▸ **Task**
Can you retype every record below exactly as written?

▸ **Given data**

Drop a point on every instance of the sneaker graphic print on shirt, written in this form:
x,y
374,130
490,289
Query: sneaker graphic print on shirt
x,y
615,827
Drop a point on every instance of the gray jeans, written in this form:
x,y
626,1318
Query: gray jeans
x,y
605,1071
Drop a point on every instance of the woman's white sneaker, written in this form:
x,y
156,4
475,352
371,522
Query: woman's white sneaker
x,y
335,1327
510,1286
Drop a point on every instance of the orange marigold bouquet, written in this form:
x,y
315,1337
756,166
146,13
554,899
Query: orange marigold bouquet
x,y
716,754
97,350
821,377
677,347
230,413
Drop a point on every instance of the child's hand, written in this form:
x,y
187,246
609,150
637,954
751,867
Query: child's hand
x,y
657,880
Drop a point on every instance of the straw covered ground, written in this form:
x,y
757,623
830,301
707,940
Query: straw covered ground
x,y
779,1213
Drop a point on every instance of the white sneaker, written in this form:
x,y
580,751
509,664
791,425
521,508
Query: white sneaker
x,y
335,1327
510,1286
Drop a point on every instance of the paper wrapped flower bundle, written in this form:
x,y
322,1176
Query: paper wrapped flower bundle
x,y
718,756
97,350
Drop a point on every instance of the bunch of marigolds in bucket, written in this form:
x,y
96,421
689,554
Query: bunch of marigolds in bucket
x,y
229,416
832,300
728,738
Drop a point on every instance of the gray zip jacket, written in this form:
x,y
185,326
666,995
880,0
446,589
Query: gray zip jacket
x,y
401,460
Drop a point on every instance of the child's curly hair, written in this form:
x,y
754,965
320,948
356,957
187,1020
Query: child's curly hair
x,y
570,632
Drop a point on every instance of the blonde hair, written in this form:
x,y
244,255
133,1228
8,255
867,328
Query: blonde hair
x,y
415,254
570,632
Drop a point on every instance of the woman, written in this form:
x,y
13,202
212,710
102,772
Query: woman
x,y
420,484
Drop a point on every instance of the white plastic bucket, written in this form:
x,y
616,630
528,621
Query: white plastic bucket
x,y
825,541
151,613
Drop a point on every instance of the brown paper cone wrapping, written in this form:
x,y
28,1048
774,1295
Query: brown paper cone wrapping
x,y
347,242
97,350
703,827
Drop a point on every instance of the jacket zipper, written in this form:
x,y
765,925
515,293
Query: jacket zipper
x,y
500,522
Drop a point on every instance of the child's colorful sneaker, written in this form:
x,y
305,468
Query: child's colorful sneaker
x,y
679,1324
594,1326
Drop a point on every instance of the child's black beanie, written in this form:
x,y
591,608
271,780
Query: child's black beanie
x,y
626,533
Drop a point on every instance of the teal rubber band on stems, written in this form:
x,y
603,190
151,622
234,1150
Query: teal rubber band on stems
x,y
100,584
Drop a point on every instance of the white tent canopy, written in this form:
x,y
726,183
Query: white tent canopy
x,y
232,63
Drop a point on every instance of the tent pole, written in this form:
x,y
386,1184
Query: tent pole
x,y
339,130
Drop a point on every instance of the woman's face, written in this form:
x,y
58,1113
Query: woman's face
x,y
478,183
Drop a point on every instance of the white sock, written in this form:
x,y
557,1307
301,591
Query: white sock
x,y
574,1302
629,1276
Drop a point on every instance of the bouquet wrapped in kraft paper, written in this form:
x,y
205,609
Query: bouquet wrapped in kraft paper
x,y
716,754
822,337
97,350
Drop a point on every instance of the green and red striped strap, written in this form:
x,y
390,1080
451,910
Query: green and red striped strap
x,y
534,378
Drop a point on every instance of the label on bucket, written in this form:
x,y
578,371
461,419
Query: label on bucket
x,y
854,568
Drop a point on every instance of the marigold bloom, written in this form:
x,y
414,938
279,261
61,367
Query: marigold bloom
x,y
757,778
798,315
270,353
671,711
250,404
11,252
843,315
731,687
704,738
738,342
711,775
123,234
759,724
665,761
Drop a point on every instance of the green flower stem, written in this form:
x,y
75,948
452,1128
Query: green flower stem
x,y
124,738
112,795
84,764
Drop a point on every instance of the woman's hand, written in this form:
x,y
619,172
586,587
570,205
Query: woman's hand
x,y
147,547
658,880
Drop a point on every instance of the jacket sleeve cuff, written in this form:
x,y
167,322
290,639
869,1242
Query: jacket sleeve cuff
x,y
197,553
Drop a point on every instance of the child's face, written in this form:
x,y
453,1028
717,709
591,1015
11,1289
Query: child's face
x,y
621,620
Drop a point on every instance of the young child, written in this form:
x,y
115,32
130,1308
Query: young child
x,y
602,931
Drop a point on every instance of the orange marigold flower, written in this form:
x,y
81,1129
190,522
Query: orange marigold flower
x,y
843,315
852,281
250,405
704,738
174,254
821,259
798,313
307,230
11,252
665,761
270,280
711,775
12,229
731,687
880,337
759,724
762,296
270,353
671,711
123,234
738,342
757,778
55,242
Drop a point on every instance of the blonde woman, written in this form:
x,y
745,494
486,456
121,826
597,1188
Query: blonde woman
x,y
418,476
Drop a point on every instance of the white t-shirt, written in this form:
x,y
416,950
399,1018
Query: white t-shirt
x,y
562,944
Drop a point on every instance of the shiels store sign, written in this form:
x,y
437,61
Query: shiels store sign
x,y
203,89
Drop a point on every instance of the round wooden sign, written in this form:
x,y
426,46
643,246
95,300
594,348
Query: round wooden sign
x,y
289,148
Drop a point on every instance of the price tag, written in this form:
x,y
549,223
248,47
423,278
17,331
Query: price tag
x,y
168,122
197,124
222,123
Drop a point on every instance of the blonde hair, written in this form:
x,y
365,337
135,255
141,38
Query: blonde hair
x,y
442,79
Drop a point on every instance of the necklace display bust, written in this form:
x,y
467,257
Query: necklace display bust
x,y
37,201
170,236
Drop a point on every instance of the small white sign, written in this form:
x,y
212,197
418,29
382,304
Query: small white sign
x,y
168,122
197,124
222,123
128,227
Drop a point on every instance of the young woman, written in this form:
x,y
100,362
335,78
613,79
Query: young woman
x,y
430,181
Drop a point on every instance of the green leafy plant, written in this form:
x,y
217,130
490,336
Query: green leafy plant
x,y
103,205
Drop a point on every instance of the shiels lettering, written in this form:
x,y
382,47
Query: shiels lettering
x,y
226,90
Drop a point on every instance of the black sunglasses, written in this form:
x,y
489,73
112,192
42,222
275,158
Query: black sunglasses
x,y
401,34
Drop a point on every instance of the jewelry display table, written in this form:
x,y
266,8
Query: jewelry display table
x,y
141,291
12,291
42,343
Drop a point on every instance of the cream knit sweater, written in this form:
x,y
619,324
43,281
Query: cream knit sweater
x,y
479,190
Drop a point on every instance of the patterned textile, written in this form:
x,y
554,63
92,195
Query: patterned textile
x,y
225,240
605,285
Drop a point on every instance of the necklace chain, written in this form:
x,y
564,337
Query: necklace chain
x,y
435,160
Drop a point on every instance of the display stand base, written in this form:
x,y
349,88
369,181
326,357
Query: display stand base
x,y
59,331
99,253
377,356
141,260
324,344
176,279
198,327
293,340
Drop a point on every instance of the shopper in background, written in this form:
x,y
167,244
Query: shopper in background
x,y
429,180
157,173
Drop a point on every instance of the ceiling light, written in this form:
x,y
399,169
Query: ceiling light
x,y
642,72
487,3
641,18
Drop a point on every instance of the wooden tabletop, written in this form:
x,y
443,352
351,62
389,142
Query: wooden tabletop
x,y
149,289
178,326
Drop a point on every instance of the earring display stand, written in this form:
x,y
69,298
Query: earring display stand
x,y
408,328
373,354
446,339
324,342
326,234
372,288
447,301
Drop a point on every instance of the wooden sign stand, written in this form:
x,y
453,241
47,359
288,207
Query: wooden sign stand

▸ **Answer space**
Drop a point on every instance of the sneaker graphic print on shirt, written in this form:
x,y
374,130
490,289
Query: sneaker graphic print on shirt
x,y
615,827
Drop a point on every instance of the gray jeans, written in this form:
x,y
626,1318
Query: gray jeans
x,y
605,1071
Drop a point on every instance of the woman's white sneaker, written in this form:
x,y
156,4
475,352
371,522
Query: woman's white sneaker
x,y
335,1327
510,1286
Drop a point on every instance of the orange marigold bouquet, written in this form:
x,y
315,1337
756,166
146,13
554,899
Query: orange marigold bouquet
x,y
716,754
97,350
821,377
677,347
230,413
Drop a point on every instance of the child's hand, written in this form:
x,y
187,246
609,150
637,954
751,867
Query: child's hand
x,y
657,880
Drop a point on every instance of the straw covered ground, written in this form:
x,y
757,623
830,301
707,940
Query: straw covered ground
x,y
779,1213
Drop a point on every instance of the white sneaker, written in this form:
x,y
580,751
509,664
791,425
521,508
Query: white sneaker
x,y
335,1327
510,1286
Drop a point on every instance of the paper wrapped flower bundle, written in this form:
x,y
322,1176
Query: paper wrapped flower bundle
x,y
718,756
97,350
Drop a point on every instance of the bunch of marigolds in bucket, written in this form:
x,y
96,421
689,554
Query: bunch of marigolds in bucket
x,y
229,416
832,300
728,738
Drop a point on every instance of the gray zip jacket, written in this form:
x,y
185,326
666,995
880,0
446,589
Query: gray zip jacket
x,y
401,460
Drop a point on every instance of the child's curly hair, written in this form:
x,y
754,965
320,948
356,957
187,1020
Query: child's curly hair
x,y
570,632
Drop a point on every instance of the blonde hair, written in this form:
x,y
244,255
133,1228
8,255
867,328
Query: blonde hair
x,y
415,254
570,632
Drop a point on every instance of the woman, written in this form:
x,y
13,202
212,710
102,772
Query: woman
x,y
420,484
Drop a point on every instance of the white plastic bucket, written in this form:
x,y
616,630
528,621
Query: white plastic bucket
x,y
825,541
151,613
Drop a point on every instance of the brown paper cone wrapping, written in this form:
x,y
28,1048
774,1295
Query: brown paper cone wrapping
x,y
347,242
97,350
703,827
Drop a point on every instance of the jacket zipper, written in this form:
x,y
765,925
515,293
Query: jacket zipper
x,y
500,522
Drop a point on every instance of the child's colorful sneaker, written in this form:
x,y
305,468
Query: child's colorful sneaker
x,y
679,1324
594,1326
Drop a point on every instance of the child's black beanie, written in this form:
x,y
591,608
271,780
Query: child's black beanie
x,y
626,533
Drop a point on every instance of the teal rubber band on stems, written in this form:
x,y
603,190
151,622
234,1150
Query: teal rubber band on stems
x,y
100,584
Drop a point on every instance of the white tent canopy, written in this form:
x,y
726,183
Query: white tent canopy
x,y
232,63
Drop a point on every instance of the tent pole, written in this form:
x,y
386,1184
Query: tent pole
x,y
339,130
Drop a point on every instance of the woman's face, written in this form:
x,y
58,1113
Query: woman's face
x,y
478,183
Drop a point on every instance of the white sock, written in this form:
x,y
557,1307
301,591
Query: white sock
x,y
574,1302
629,1276
Drop a point on every instance of the bouquet wrapped in kraft paper, written in this form:
x,y
205,609
Query: bouquet wrapped in kraft paper
x,y
716,754
822,337
97,350
Drop a point on every instance of the green and red striped strap, written in this form:
x,y
390,1080
451,910
Query: green and red striped strap
x,y
534,378
Drop a point on every instance of the label on bucket, written in this form:
x,y
578,371
461,419
Query: label on bucket
x,y
854,568
Drop a point on every instance of the marigold bloom, written in this form:
x,y
414,938
279,261
61,367
Query: marigold bloom
x,y
757,778
798,315
270,353
671,711
250,404
11,252
843,315
731,687
704,738
738,342
711,775
123,234
759,724
665,761
Drop a point on every instance of the green flower stem, written in this form:
x,y
75,948
452,1128
Query: green flower stem
x,y
124,738
112,795
84,764
Drop a point on every instance of the woman's hand, written in this form:
x,y
619,172
586,587
570,205
Query: woman's hand
x,y
147,547
658,880
Drop a point on every instance of the jacket sleeve cuff, written in this form:
x,y
167,322
290,639
869,1242
Query: jacket sleeve cuff
x,y
197,553
Drop a point on every instance of the child's face, written in this form:
x,y
453,1028
717,709
591,1015
11,1289
Query: child's face
x,y
621,620
Drop a point on every instance of the young child, written in this form:
x,y
115,32
130,1308
Query: young child
x,y
602,931
Drop a point on every instance of the orange marigold flower, written in this form:
x,y
81,1129
190,522
Query: orange marigold flower
x,y
843,315
852,281
250,405
704,738
174,254
821,259
798,313
307,230
11,252
665,761
270,280
711,775
12,229
731,687
880,337
759,724
762,296
270,353
671,711
123,234
738,342
757,778
55,242
Drop a point on every instance of the blonde woman, written in this form:
x,y
745,494
486,456
121,826
597,1188
Query: blonde woman
x,y
418,476
Drop a point on every instance of the white t-shirt, written in this form:
x,y
416,950
399,1018
Query: white t-shirt
x,y
562,944
Drop a point on every instance of the shiels store sign, written in this form:
x,y
437,61
Query: shiels store sign
x,y
203,89
Drop a point on every instance of the round wooden sign, written in this form:
x,y
426,46
643,246
95,300
594,348
Query: round wooden sign
x,y
289,148
Drop a point on every instance of the price tag, written in this form:
x,y
549,223
248,47
423,278
17,331
Query: price tag
x,y
168,122
197,124
222,123
Drop a point on every instance of the blonde hair, written in this form:
x,y
365,337
135,255
141,38
Query: blonde hair
x,y
442,79
Drop a point on every instance of the necklace display bust, written in this form:
x,y
467,257
Query: necklace display bust
x,y
37,201
170,236
Drop a point on every instance of the small white sign, written in this form:
x,y
212,197
418,29
382,304
Query: small white sign
x,y
168,122
197,124
222,123
128,227
Drop a point on every instance of the young woman, written in this form:
x,y
100,362
335,78
613,79
Query: young woman
x,y
430,181
Drop a point on every instance of the green leafy plant, written in this form:
x,y
217,130
490,336
Query: green leafy plant
x,y
103,205
Drop a point on every instance of the shiels lettering, written in this form:
x,y
382,47
Query: shiels lettering
x,y
226,90
Drop a point on every instance of the black sunglasses, written in this form:
x,y
489,73
112,192
42,222
275,158
Query: black sunglasses
x,y
401,34
Drop a point on every instance of the jewelry display table, written in this form:
x,y
266,8
Query: jewelry display table
x,y
141,291
12,291
42,343
Drop a point on every instance of the cream knit sweater, written in this form:
x,y
619,324
43,281
Query: cream knit sweater
x,y
479,190
Drop a point on every instance of the patterned textile, written in this form:
x,y
554,63
92,195
Query: patterned textile
x,y
225,240
605,285
Drop a point on every instance of the necklace chain, written in this form:
x,y
564,337
Query: necklace chain
x,y
435,160
Drop a point on every instance of the display stand base, written in this form:
x,y
349,88
369,181
326,357
Query: display stand base
x,y
59,331
99,253
377,356
141,260
324,344
176,279
198,327
293,340
Drop a point on every instance of the shopper in background, written in this form:
x,y
167,244
Query: shopper in background
x,y
429,180
157,173
Drop a point on every instance of the ceiling light, written in this form:
x,y
399,169
Query: ceiling light
x,y
642,72
487,3
641,18
Drop a point on every instance of the wooden tabletop, written in this form:
x,y
443,352
351,62
389,142
Query: wooden tabletop
x,y
149,289
178,326
Drop a point on every instance of the earring display stand, written in this form:
x,y
69,298
Query: earring display stand
x,y
408,328
373,354
446,339
324,342
326,234
372,288
447,301
Drop a point on every instance of the wooden sign stand, written in this form:
x,y
453,241
47,359
288,207
Query: wooden sign stand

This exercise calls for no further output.